# Reading passage
___

What About Activities Before a Measure Is Placed on the Ballot?
Vargas did not change current law, which allows a local agency to also use public resources to put a measure on the ballot.29 The theory is that prior to and through the drafting stage of a proposed ballot measure, the activities do not involve attempting to either persuade the voters or otherwise influence the vote.30 The question is: To what extent may local agencies use public resources to fund activities related to placing a measure on the ballot?
The Vargas opinion seems to set up the prospect of a two-part analysis in evaluating public agency activities with respect to ballot measures before they are placed on the ballot. The first part relates to the issue of whether a particular public agency has the authority to spend money on ballot measure activities. The other part concerns whether that authority oversteps what the courts may perceive as constitutional restrictions on what may be done with public resources.31
For example, earlier cases involving challenges to putting a measure on the ballot seemed to emphasize a scope-of-authority issue. In other words, did the agencies have authority to use public resources for the activities that occurred prior to a measure being placed on the ballot? Cities and counties have such authority to place measures on the ballot;32 the question is: What kinds of activities can they engage in as part of the effort to put a measure on the ballot?

___

# Dataset extract
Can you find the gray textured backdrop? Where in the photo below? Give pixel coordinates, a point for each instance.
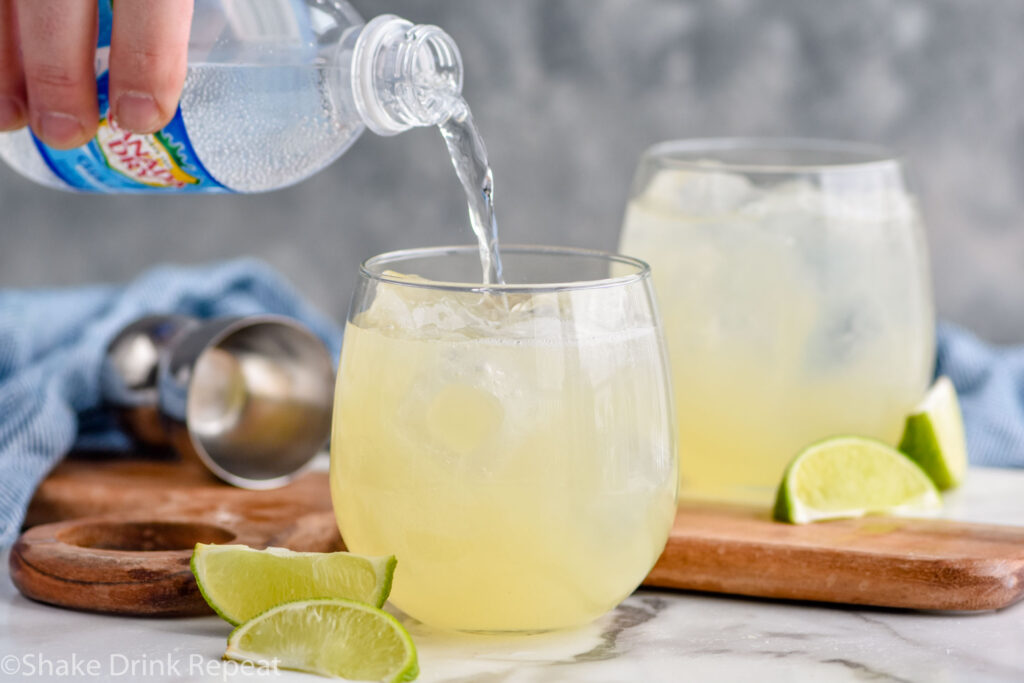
(568, 92)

___

# What to produce
Quote the text on pre-ballot activities from "Vargas did not" up to and including "placing a measure on the ballot?".

# Response
Vargas did not change current law, which allows a local agency to also use public resources to put a measure on the ballot.29 The theory is that prior to and through the drafting stage of a proposed ballot measure, the activities do not involve attempting to either persuade the voters or otherwise influence the vote.30 The question is: To what extent may local agencies use public resources to fund activities related to placing a measure on the ballot?